- What is asked
Carry on the comment thread about the movie "Flight," starting after its last sentence.

---- Text excerpt

Aviation movies don't "do it" for me. Don't get me wrong, I realize the times have changed. It's just that I'd rather spend my time hanging out in any number of pilot lounges ... if I'm gonna consume time and money, that is.

Posted by: Phil Derosier | November 5, 2012 11:32 AM    Report this comment

No problem Phil. I'm know I'm being pedantic, but I just wanted to clarify the meaning of your description. It struck me because it's usually applied to silly fluff movies like Transformers (or, well, any Michael Bay movie) or any number of scatological comedies. Even if the movie's not up your alley (or mine), it didn't seem to make sense given the seriousness Paul gave it. Again, just some minor pedantry.

Posted by: Michael Mullins | November 5, 2012 12:00 PM    Report this comment

Mr. Mullins, thank you for asking Phil to clarify his statement that "Flight" sounded like pablum for the masses. First of all, I find it amusing when people criticize a film they haven't seen -- shades of Billy Murray's character on SNL that used to predict the Oscar winners on what he 'heard or thought' since he never watched the nominated films. Secondly, even after Paul's review how can anyone call a script dealing with addiction, pablum for the masses. It does the filmmakers and the public a great injustice.

Posted by: Jim Fisher | November 5, 2012 1:54 PM    Report this comment

Geez, It looks like I'm going to pass on this one as well then. It sounds like aviation is just the setting for a self-destructive personality.

--------
---- Dataset excerpts

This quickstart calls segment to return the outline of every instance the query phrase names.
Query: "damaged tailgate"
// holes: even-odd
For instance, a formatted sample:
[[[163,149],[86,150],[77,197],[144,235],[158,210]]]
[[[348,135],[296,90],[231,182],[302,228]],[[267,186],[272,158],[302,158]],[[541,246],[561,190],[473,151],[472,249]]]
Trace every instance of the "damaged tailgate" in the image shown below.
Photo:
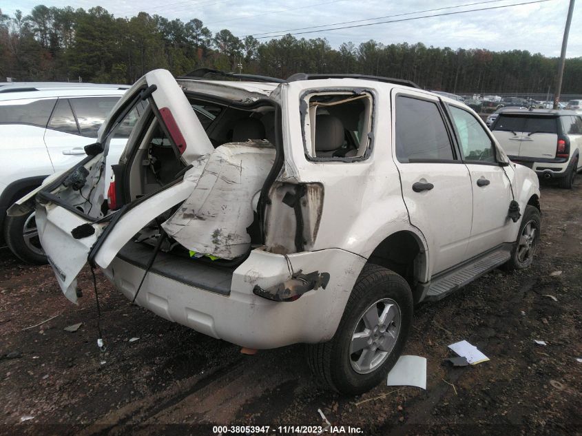
[[[147,99],[152,110],[172,139],[175,152],[189,169],[158,191],[104,216],[105,157],[114,129],[133,105]],[[138,145],[136,124],[124,154]],[[36,207],[41,244],[65,295],[76,301],[76,278],[90,256],[105,268],[136,231],[165,210],[184,201],[198,180],[201,156],[214,150],[184,92],[169,72],[156,70],[138,81],[113,109],[99,131],[98,143],[88,145],[89,156],[72,168],[52,176],[40,188],[17,201],[9,215]],[[198,162],[199,165],[196,165]],[[100,252],[105,239],[112,238]]]

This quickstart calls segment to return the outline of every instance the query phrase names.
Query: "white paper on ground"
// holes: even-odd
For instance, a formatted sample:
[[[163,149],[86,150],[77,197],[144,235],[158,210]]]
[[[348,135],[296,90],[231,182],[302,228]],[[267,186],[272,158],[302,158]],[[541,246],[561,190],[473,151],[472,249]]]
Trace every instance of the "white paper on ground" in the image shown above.
[[[475,345],[471,345],[465,340],[452,344],[448,346],[448,348],[459,356],[466,357],[467,362],[472,365],[489,360],[489,357],[479,351]]]
[[[426,358],[400,356],[388,373],[387,386],[415,386],[426,389]]]

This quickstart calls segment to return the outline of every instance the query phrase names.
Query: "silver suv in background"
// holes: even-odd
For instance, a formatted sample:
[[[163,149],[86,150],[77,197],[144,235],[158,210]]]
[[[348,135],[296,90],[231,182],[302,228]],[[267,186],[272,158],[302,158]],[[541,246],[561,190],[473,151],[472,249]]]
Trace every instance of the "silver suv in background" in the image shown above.
[[[0,85],[0,238],[22,260],[46,262],[34,214],[7,217],[6,209],[48,176],[86,156],[83,147],[96,141],[107,114],[128,88],[67,83]],[[112,141],[110,161],[118,158],[124,136]]]
[[[569,110],[508,108],[494,123],[493,135],[512,161],[540,177],[572,188],[582,169],[582,118]]]

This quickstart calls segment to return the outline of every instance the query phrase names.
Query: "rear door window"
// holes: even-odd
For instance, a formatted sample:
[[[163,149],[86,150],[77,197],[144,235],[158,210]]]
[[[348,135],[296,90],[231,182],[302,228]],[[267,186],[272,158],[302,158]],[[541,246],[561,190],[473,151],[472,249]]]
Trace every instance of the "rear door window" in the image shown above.
[[[0,124],[29,124],[46,127],[56,98],[0,102]]]
[[[77,126],[73,111],[67,98],[59,98],[56,103],[52,115],[50,116],[50,121],[47,127],[49,129],[71,133],[74,135],[79,134],[79,127]]]
[[[99,127],[118,100],[119,97],[70,98],[81,134],[96,138]]]
[[[433,101],[396,97],[395,133],[399,162],[455,160],[444,121]]]
[[[466,110],[449,107],[465,160],[496,162],[491,139],[477,118]]]

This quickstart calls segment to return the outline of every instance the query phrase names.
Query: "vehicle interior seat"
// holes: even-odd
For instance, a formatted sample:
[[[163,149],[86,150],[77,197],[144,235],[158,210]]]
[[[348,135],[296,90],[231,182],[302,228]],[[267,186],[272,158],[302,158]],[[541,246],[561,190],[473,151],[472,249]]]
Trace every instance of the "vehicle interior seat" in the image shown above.
[[[264,139],[264,125],[255,118],[238,120],[232,129],[232,142],[245,143],[249,139]]]
[[[342,121],[336,116],[322,114],[315,118],[315,155],[318,158],[353,157],[357,149],[351,149],[345,154],[337,153],[344,145],[345,129]]]

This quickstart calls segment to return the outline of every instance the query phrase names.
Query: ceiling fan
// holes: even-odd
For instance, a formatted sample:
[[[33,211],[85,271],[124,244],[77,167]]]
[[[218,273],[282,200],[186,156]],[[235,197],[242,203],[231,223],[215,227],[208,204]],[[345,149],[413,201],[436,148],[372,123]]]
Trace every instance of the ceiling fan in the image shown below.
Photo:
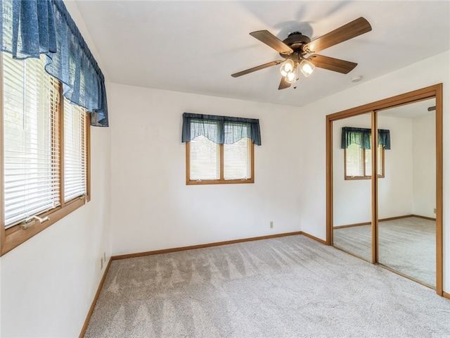
[[[285,60],[276,60],[232,74],[231,76],[238,77],[282,63],[280,73],[283,77],[281,77],[278,89],[284,89],[290,87],[292,84],[294,84],[294,88],[296,88],[295,84],[299,80],[299,70],[305,77],[309,76],[316,67],[347,74],[358,63],[314,54],[313,53],[320,51],[371,30],[372,30],[371,24],[361,17],[313,41],[299,32],[290,33],[283,41],[267,30],[252,32],[250,33],[250,35],[275,49]],[[307,56],[307,54],[312,55]]]

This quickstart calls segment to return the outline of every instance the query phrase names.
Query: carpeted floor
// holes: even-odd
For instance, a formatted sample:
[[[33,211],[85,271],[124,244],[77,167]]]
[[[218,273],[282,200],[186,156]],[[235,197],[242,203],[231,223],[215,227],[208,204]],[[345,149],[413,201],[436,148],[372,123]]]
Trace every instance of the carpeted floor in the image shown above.
[[[450,301],[304,236],[113,261],[86,337],[448,337]]]
[[[334,245],[371,261],[371,225],[337,229]],[[430,286],[436,285],[436,222],[408,217],[379,223],[381,264]],[[450,337],[450,334],[449,335]]]

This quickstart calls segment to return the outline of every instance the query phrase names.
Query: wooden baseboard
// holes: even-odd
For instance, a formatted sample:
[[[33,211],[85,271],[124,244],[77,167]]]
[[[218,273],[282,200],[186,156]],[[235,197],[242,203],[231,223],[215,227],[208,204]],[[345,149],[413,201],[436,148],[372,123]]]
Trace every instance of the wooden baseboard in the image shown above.
[[[86,320],[84,320],[84,324],[83,325],[83,327],[82,328],[82,332],[79,334],[79,338],[83,338],[84,337],[84,334],[86,333],[86,330],[87,329],[87,325],[89,323],[89,320],[91,320],[91,316],[92,315],[94,309],[96,307],[97,299],[98,299],[100,292],[101,290],[101,288],[103,286],[105,280],[106,279],[106,275],[108,275],[108,271],[110,270],[110,265],[111,265],[111,261],[112,261],[112,260],[110,258],[110,260],[108,262],[108,265],[105,268],[105,271],[103,271],[103,277],[101,277],[101,280],[100,281],[100,284],[98,284],[98,287],[97,288],[97,292],[96,292],[96,295],[94,297],[94,300],[92,301],[92,304],[91,304],[91,308],[89,308],[89,311],[87,313]]]
[[[361,225],[370,225],[372,224],[371,222],[364,222],[363,223],[354,223],[354,224],[347,224],[347,225],[338,225],[336,227],[333,227],[333,229],[344,229],[345,227],[360,227]]]
[[[302,234],[303,236],[306,236],[307,237],[314,239],[314,241],[317,241],[319,243],[321,243],[323,244],[328,245],[326,244],[326,241],[324,241],[323,239],[321,239],[320,238],[317,238],[316,237],[313,236],[312,234],[309,234],[307,232],[304,232],[304,231],[300,231],[300,234]]]
[[[417,217],[418,218],[423,218],[424,220],[436,220],[436,218],[432,218],[431,217],[420,216],[419,215],[404,215],[403,216],[395,216],[395,217],[388,217],[387,218],[381,218],[380,220],[378,220],[378,222],[385,222],[387,220],[399,220],[401,218],[407,218],[409,217]],[[361,225],[370,225],[371,224],[372,224],[371,222],[364,222],[362,223],[348,224],[346,225],[338,225],[336,227],[333,227],[333,228],[335,230],[343,229],[345,227],[359,227]]]
[[[138,252],[136,254],[127,254],[124,255],[113,256],[111,257],[112,261],[116,259],[133,258],[135,257],[142,257],[144,256],[159,255],[161,254],[169,254],[171,252],[184,251],[186,250],[193,250],[195,249],[210,248],[211,246],[219,246],[220,245],[235,244],[236,243],[243,243],[244,242],[259,241],[261,239],[269,239],[271,238],[283,237],[285,236],[292,236],[295,234],[302,234],[301,231],[295,232],[285,232],[283,234],[269,234],[268,236],[260,236],[258,237],[244,238],[241,239],[233,239],[231,241],[217,242],[214,243],[208,243],[205,244],[191,245],[189,246],[181,246],[179,248],[163,249],[162,250],[155,250],[152,251]]]

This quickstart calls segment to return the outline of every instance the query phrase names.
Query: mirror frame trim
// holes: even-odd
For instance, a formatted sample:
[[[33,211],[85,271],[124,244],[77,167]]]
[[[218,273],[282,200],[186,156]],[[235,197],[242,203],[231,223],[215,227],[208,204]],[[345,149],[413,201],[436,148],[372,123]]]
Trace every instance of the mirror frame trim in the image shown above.
[[[443,296],[443,151],[442,151],[442,83],[427,87],[382,100],[342,111],[326,116],[326,244],[333,245],[333,122],[357,115],[403,106],[430,98],[436,99],[436,293]],[[376,125],[375,125],[376,127]],[[375,129],[376,130],[376,129]],[[377,193],[378,182],[372,177],[372,195]],[[377,220],[377,199],[372,201],[372,224]],[[376,243],[376,227],[373,226]],[[372,239],[374,241],[373,237]],[[372,263],[378,262],[378,251],[373,245]]]

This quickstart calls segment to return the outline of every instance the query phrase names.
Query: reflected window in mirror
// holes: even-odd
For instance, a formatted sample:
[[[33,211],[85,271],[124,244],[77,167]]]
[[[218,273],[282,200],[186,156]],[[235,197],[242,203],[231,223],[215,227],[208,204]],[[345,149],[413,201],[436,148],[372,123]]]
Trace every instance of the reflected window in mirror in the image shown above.
[[[379,144],[377,175],[385,177],[385,148]],[[372,151],[352,143],[344,149],[345,180],[370,180],[372,177]]]

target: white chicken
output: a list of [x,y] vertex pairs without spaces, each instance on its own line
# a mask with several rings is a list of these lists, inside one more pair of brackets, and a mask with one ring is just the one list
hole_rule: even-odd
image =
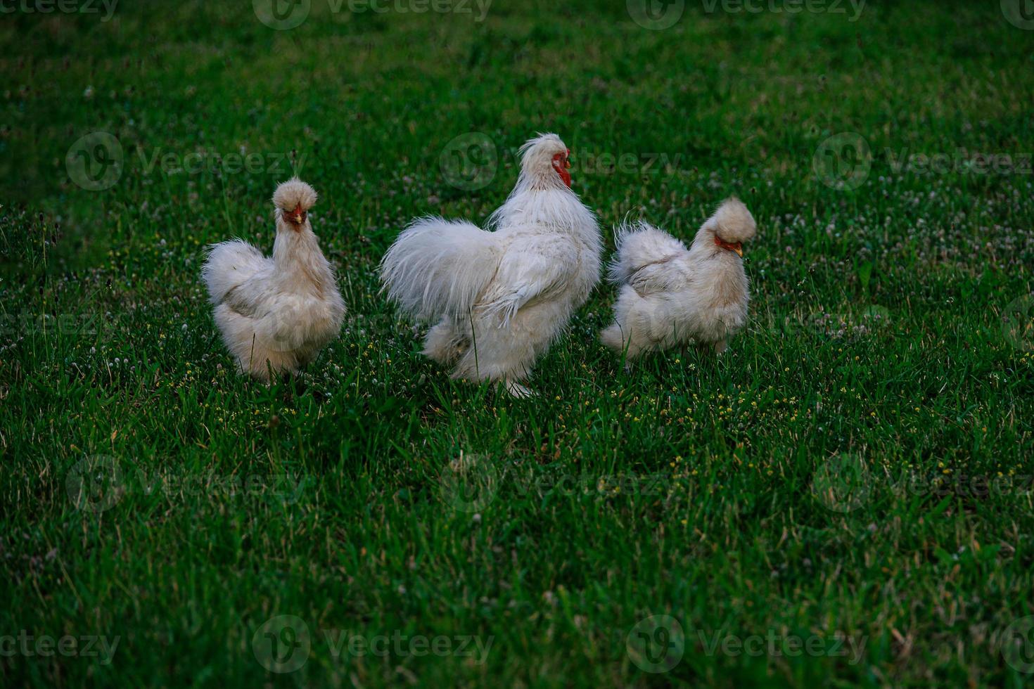
[[599,281],[602,243],[571,190],[564,142],[540,134],[520,151],[517,186],[488,230],[421,218],[388,250],[381,277],[404,312],[436,321],[425,355],[453,367],[453,378],[527,397],[520,381]]
[[202,269],[215,323],[242,373],[295,373],[341,328],[344,301],[308,211],[316,192],[297,178],[273,193],[276,240],[267,258],[241,240],[211,247]]
[[747,324],[750,285],[742,243],[754,238],[754,217],[729,198],[697,231],[689,249],[645,222],[617,232],[610,279],[621,285],[605,345],[632,361],[645,351],[690,340],[722,353]]

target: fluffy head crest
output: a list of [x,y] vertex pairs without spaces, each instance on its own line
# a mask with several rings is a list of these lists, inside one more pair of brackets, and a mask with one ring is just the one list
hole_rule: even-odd
[[302,207],[302,211],[308,211],[315,206],[315,189],[297,177],[281,182],[273,192],[273,203],[281,211],[294,211],[299,206]]
[[753,240],[758,231],[754,216],[747,210],[743,201],[735,196],[723,201],[705,226],[713,228],[720,240],[730,244]]
[[562,183],[562,178],[553,163],[554,156],[561,156],[564,163],[567,163],[568,147],[559,136],[549,133],[539,134],[520,147],[520,154],[521,177],[533,186],[554,186]]

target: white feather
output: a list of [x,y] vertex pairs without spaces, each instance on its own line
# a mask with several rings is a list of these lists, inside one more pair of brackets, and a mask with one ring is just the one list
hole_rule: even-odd
[[407,313],[438,322],[424,353],[455,378],[498,380],[515,395],[600,278],[596,217],[553,166],[555,134],[522,149],[521,173],[491,230],[418,220],[382,263],[382,280]]
[[717,352],[747,324],[750,285],[742,259],[716,244],[752,239],[754,218],[726,200],[686,246],[647,223],[622,227],[610,276],[620,285],[614,323],[601,340],[630,359],[696,341]]
[[232,240],[211,247],[202,269],[222,340],[242,372],[297,371],[337,336],[344,302],[309,221],[290,225],[284,211],[308,211],[316,195],[299,180],[276,189],[273,257]]

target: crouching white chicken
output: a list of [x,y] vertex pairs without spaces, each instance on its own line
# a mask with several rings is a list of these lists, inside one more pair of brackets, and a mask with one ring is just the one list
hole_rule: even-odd
[[530,395],[519,381],[599,281],[600,228],[571,190],[569,156],[556,134],[540,134],[521,147],[517,186],[489,230],[422,218],[385,255],[389,296],[436,321],[424,354],[453,367],[453,378]]
[[297,372],[341,328],[344,302],[309,224],[315,202],[297,178],[280,184],[273,257],[233,240],[213,245],[202,269],[222,341],[241,372],[260,380]]
[[645,222],[622,226],[610,279],[621,285],[614,323],[600,334],[631,361],[644,351],[694,340],[722,353],[747,324],[750,301],[742,243],[754,217],[730,198],[697,231],[689,249]]

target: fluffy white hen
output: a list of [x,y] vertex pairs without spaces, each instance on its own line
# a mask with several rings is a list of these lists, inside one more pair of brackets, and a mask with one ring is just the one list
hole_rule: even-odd
[[202,269],[226,348],[241,372],[260,380],[297,372],[341,328],[344,302],[308,219],[315,202],[316,192],[297,178],[280,184],[273,257],[233,240],[212,246]]
[[600,227],[571,190],[569,156],[556,134],[540,134],[521,147],[517,186],[488,230],[422,218],[385,255],[389,296],[436,321],[424,354],[453,367],[453,378],[526,397],[519,381],[599,281]]
[[615,322],[600,334],[603,343],[627,351],[628,361],[690,340],[722,353],[747,324],[742,243],[756,231],[738,198],[722,203],[689,249],[645,222],[619,228],[610,279],[621,288]]

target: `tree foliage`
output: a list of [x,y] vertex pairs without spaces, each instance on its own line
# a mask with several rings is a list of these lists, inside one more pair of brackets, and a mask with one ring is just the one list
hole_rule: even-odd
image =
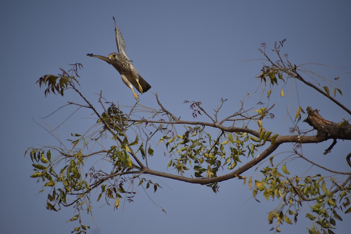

--------

- Result below
One of the best aviation shows I've seen was an old PBS series called "Piece of Cake". The story is about an RAF squadron during the Battle of Britain. No heroes or villains. Just men trying to make it through a bad deal and a tough time. They have illusions of 'knightly aerial duels', but eventually realize it is just a murderous slugfest.

Posted by: Matthew Lee | November 5, 2012 8:27 PM    Report this comment

Director Robert Zemeckis is a private pilot and I think he's instrument rated as well. I thought film was good, but the trailer seriously misrepresented it. It's not really much of a flying film at all.

Posted by: Adam Frisch | November 5, 2012 9:06 PM    Report this comment

I saw the movie this past weekend. I actually had some questions or comments on the technical aspects of the flight segments, and maybe some of you with technical expertise in flight characteristics of large airline aircraft can enlighten me.

1). Is there a reason that a jammed elevator jack screw in an aircraft in level flight would go to full down deflection?
2). If an elevator were in full down deflection, why does it achieve a stable steep dive? Wouldn't it continue in sort of an outside loop?
3). When the aircraft was rolled right side up just before impact, why didn't it revert to a steep dive? If they were able maintain a glide to landing, why couldn't they have done that without rolling the plane inverted?
Can a modern airliner really be flown inverted? I seem to remember in a previous life, when I was working on jet avionics, the loading envelope was only to -.5 g's. Do modern airliners have a wider maneuvering envelope these days?
4). Isnt it possible that the pilots prior flight near Vne might have been partially or fully responsible for damage to the control surface and jack screw? That was never brought up in the investigation. I kept waiting for that to come up, and for his reckless flight at high speed through heavy turbulence to be traced back to his incapacitation. And what would a pilot think that somehow flying at a speed beyond the maneuvering speed was somehow necessary in order to escape the storm they were in?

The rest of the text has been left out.